- [TASK PROMPT]
Each record below needs to be set down again exactly.

Saved data entries:

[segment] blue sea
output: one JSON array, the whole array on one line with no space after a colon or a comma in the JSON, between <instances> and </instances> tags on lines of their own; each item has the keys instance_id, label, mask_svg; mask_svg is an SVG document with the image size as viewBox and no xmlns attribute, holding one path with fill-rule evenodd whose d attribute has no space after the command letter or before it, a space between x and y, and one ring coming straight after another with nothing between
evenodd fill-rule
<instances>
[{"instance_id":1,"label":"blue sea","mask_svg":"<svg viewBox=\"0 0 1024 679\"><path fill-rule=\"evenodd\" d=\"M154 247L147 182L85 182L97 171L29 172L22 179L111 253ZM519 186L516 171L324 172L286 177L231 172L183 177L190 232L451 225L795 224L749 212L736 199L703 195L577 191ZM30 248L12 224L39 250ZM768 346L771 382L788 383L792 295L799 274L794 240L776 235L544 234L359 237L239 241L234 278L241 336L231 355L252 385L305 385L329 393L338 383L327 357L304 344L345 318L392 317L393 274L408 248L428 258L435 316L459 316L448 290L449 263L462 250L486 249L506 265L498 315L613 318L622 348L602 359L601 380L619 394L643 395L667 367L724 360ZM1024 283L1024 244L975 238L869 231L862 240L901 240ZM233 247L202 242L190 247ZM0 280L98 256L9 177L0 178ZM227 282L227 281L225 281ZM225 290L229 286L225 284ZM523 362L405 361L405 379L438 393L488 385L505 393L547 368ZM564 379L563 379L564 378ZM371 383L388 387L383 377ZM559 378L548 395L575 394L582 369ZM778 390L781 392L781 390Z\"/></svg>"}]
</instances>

- [RESULT]
[segment] blue sea
output: one JSON array, the whole array on one line with no space after a colon or a comma in the JSON, between <instances> and </instances> tags on lines of their own; each item has the keys instance_id, label, mask_svg; mask_svg is an SVG document with the image size as viewBox and no xmlns attribute, holding one path with fill-rule evenodd whose d attribute has no space after the command letter or before it, a space between x and y, and one ring coming straight after another with nothing between
evenodd fill-rule
<instances>
[{"instance_id":1,"label":"blue sea","mask_svg":"<svg viewBox=\"0 0 1024 679\"><path fill-rule=\"evenodd\" d=\"M154 247L147 182L85 182L97 171L29 172L22 179L111 253ZM519 186L516 171L324 172L286 177L231 172L183 177L190 232L451 225L795 224L749 212L736 199L703 195L577 191ZM30 248L12 224L39 250ZM768 346L771 382L788 383L792 295L799 274L794 240L776 235L544 234L359 237L239 241L234 278L241 336L231 355L252 385L305 385L329 393L338 383L327 357L304 344L345 318L392 317L393 274L408 248L428 258L435 316L459 316L448 290L449 263L462 250L486 249L506 265L498 315L613 318L622 348L602 359L601 380L619 394L643 395L667 367L724 360ZM1024 283L1024 244L975 238L869 231L862 240L901 240ZM233 247L202 242L190 247ZM0 280L98 256L9 177L0 178ZM227 282L227 281L225 281ZM225 290L229 286L225 284ZM523 362L405 361L405 379L438 393L488 385L505 393L547 368ZM564 379L563 379L564 378ZM371 383L388 387L383 377ZM559 378L548 395L575 394L582 369ZM778 390L781 392L781 390Z\"/></svg>"}]
</instances>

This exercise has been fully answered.